- **À FAIRE**:
Répondez aux questions suivantes à l'aide du texte sur l'impérialisme présenté ci-dessous.
1. Quels territoires illustrent le colonialisme de peuplement dans la distinction faite par Hobson ?
2. Quel auteur a souligné les limites du travail de Hobson dans L'impérialisme... ?
3. Quels pays le texte cite-t-il comme aujourd'hui en proie au chaos ?

- **TEXTE DE LA PAGE**:
• • • • • • •
Dans son ouvrage, Hobson fait une distinction entre le colonialisme appliqué à des territoires peuplés d'immigrants de la société d'origine, comme dans le cas de l'Australie, du Canada et de la Nouvelle-Zélande, et l'impérialisme, « l'annexion pure et simple de territoires sans volonté d'intégration », comme cela s'est produit à la fin du 19ème siècle, que Arendt suit à la lettre, ce qui l'amène à parler d'« expansion pour le plaisir de l'expansion ». L'« expansion pour l'expansion » des impérialistes n'est pas une découverte d'Arendt, mais s'inspire de tautologies heideggeriennes telles que la « choséité de la chose » ou le fait que « l'événement se produit ». Arendt - pour être plus fidèle à son maître - aurait pu dire que l'expansion de l'impérialisme est due au fait que l'impérialisme s'étend parce qu'il est expansif. Mais Hobson a également réalisé une étude économique de l'impérialisme et de ses véritables motivations, à savoir les intérêts financiers et la recherche du profit, et non une simple motivation (psychologique ?) d'« expansion pour l'expansion ».
Le travail de Hobson est très important pour l'étude de l'impérialisme, mais il a ses limites, soulignées par Lénine dans L'impérialisme... et par d'autres auteurs, par exemple l'incapacité à distinguer l'occupation de territoires pour l'exploitation des ressources naturelles et humaines, caractéristique du colonialisme, et l'exportation de capitaux (investissements), caractéristique de l'impérialisme. Ce que nous avons appelé plus haut « la reproduction élargie du capital à l'échelle mondiale ».
Ce sont peut-être ces limites de l'analyse de Hobson sur l'impérialisme de l'économie capitaliste en général qui l'ont amené, malgré ses profondes critiques, à proposer dans certains cas une sorte de « bon impérialisme » dans lequel les nations impérialistes pourraient exercer une sorte de tutelle sur les nations « plus arriérées ». Cette idée de « bon impérialisme » semble avoir été présente à l'esprit d'Arendt lorsqu'elle a écrit : ... « Le processus de construction des nations dans les régions arriérées, où l'absence de toutes les conditions préalables à l'indépendance nationale va de pair avec un chauvinisme croissant et stérile, a créé d'énormes vides de pouvoir... ». Qu'il faudrait combler par un « bon impérialisme ». Rappelons que les puissances occidentales, États-Unis en tête, se sont chargées de créer d'« énormes vides de pouvoir » en désintégrant plusieurs pays, aujourd'hui en proie au chaos, comme l'Irak, la Libye, la Syrie et l'Afghanistan. Arendt parle de « l'incongruité du système de l'État-nation avec le développement économique et industriel du dernier tiers du 19e siècle ». Arendt n'a pas compris la congruence d'un système mondial impérialiste où il y a des États-nations développés qui tendent à reproduire leurs capitales locales à l'échelle mondiale (qui deviennent ainsi des capitales transnationales), en occupant, dominant, subjuguant, opprimant et exploitant d'autres peuples et d'autres États. Pour ce faire, ils s'appuient sur leur potentiel économique, financier, militaire, politique et idéologique.
• • • • • • •
- **ENTRÉES FOURNIES**:

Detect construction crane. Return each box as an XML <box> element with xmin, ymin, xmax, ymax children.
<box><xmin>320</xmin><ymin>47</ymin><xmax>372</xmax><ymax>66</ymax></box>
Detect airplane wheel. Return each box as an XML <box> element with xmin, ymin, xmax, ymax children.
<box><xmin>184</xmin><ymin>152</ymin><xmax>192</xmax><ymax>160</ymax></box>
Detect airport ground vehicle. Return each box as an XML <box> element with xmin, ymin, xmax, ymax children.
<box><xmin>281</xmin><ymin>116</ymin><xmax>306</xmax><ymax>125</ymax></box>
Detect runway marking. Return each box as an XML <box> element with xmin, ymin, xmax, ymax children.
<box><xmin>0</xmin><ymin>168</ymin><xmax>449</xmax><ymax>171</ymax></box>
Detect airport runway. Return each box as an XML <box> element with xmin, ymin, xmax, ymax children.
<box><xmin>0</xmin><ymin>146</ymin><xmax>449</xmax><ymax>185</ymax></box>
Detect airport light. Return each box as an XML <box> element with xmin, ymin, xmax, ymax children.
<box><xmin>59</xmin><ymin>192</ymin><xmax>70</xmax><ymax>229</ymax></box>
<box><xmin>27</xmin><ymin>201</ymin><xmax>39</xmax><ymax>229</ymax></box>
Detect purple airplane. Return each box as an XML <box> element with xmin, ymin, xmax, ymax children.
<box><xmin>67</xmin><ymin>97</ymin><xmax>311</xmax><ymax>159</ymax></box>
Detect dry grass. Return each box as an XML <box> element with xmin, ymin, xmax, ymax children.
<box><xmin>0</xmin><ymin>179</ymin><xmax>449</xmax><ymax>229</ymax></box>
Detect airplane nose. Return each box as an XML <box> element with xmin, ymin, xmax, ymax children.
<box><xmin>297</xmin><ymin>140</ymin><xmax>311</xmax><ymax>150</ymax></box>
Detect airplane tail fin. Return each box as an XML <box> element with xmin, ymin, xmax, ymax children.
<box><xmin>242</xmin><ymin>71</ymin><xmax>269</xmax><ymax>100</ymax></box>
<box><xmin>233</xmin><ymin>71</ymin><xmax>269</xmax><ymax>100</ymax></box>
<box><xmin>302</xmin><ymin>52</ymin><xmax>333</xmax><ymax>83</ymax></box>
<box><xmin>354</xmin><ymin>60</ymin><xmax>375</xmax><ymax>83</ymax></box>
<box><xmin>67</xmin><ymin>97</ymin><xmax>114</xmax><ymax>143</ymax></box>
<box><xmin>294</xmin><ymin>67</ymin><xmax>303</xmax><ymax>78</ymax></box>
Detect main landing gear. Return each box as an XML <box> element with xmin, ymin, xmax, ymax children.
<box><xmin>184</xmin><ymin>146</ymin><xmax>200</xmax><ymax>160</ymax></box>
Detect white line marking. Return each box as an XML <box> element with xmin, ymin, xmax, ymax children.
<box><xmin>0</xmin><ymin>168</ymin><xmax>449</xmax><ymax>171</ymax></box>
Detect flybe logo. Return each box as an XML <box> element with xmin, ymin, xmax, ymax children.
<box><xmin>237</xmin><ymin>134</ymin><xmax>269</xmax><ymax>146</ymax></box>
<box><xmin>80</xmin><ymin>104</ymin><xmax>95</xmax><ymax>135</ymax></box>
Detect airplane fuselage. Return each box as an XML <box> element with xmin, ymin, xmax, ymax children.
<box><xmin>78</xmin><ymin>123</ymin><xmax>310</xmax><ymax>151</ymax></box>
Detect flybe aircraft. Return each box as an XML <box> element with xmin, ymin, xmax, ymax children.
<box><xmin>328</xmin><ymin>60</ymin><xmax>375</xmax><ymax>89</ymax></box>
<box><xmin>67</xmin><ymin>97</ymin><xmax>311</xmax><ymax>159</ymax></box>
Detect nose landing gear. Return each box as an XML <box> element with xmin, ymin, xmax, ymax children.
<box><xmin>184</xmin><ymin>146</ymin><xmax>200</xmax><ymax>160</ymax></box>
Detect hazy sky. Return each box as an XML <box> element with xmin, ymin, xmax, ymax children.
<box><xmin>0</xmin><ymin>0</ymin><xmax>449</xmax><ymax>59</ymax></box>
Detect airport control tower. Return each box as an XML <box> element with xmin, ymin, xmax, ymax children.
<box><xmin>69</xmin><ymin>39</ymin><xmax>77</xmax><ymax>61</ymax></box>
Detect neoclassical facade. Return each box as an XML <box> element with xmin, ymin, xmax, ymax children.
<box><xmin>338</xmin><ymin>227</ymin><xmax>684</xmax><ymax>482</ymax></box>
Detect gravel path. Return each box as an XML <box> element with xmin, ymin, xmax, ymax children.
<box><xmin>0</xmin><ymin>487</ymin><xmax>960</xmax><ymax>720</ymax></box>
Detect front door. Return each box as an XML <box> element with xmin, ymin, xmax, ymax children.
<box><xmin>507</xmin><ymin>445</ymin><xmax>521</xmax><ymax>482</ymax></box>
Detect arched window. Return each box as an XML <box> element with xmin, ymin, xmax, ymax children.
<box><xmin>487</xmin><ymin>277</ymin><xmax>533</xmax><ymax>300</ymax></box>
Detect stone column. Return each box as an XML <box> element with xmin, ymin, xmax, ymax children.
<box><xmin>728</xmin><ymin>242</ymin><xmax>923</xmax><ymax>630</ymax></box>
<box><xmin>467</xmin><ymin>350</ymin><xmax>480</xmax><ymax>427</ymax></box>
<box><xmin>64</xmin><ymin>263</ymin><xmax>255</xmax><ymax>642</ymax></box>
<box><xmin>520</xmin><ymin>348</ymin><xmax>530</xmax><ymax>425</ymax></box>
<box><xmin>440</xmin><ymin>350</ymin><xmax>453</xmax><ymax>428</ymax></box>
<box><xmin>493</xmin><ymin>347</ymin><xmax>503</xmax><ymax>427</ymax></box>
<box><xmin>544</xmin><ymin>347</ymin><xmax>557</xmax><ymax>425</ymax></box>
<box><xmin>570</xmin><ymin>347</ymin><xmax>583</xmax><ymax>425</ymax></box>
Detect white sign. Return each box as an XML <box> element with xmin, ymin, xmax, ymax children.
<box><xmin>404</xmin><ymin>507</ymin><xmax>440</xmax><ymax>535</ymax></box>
• • • • • • •
- **RÉSULTAT**:
1. L'Australie, le Canada et la Nouvelle-Zélande.
2. Lénine.
3. L'Irak, la Libye, la Syrie et l'Afghanistan.